EXERCISE BRIEF:
Write a continuation of the passage on the protests at the 1968 Democratic National Convention in Chicago, picking up after its final sentence.

PROVIDED PASSAGE:
-- begin --

THIS DAY IN HISTORY – Protests at Democratic National Convention in Chicago – 1968

Via History.com

Inside 1968's Chicago Democratic National Convention Protest | Time

50 Years Ago: Antiwar Protesters Brutally Attacked in Police Riots at 1968 Democratic Convention - YouTube

What happened in Chicago in 1968, and why is everyone talking about it now? - The Washington Post

Inside 1968's Chicago Democratic National Convention Protest | Time

On August 28, 1968, at the Democratic National Convention in Chicago, thousands of Vietnam War protesters battle police in the streets, while the Democratic Party falls apart over an internal disagreement concerning its stance on Vietnam. Over the course of 24 hours, the predominant American line of thought on the Cold War with the Soviet Union was shattered.

-- end --

SOURCE MATERIAL:
-- begin --

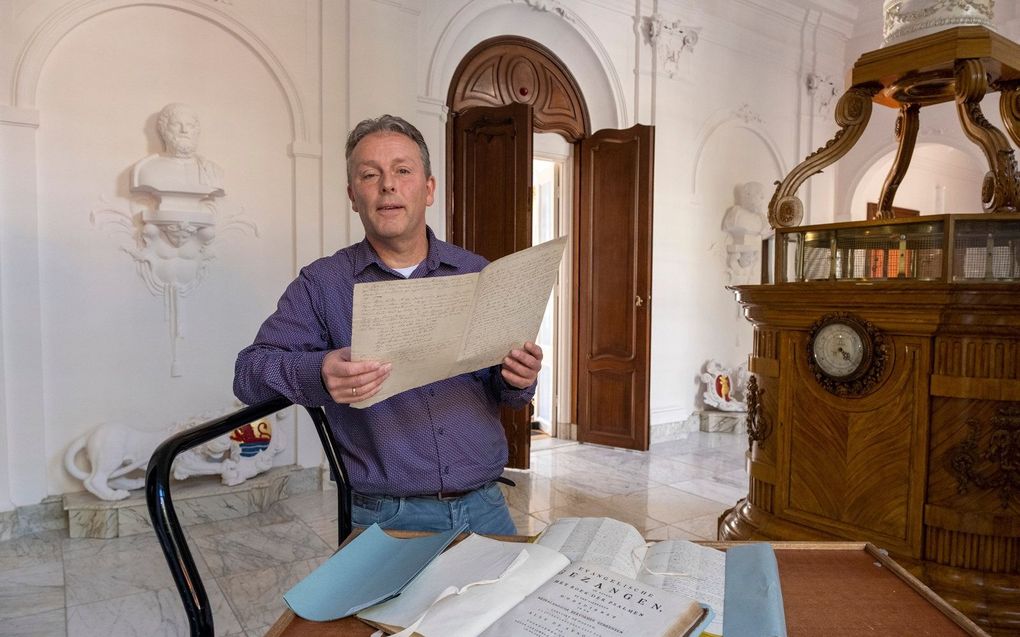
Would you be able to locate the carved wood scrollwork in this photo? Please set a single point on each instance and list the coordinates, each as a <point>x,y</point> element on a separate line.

-- end --

EXERCISE RESPONSE:
Since the end of World War II, the U.S. perspective on the Soviet Union and Soviet-style communism was marked by truculent disapproval. Intent on stopping the spread of communism, the United States developed a policy by which it would intervene in the affairs of countries it deemed susceptible to communist influence. In the early 1960s, this policy led to U.S. involvement in the controversial Vietnam War, during which the United States attempted to keep South Vietnam from falling under the control of communist North Vietnam, at a cost of more than 2 million Vietnamese and nearly 58,000 American lives.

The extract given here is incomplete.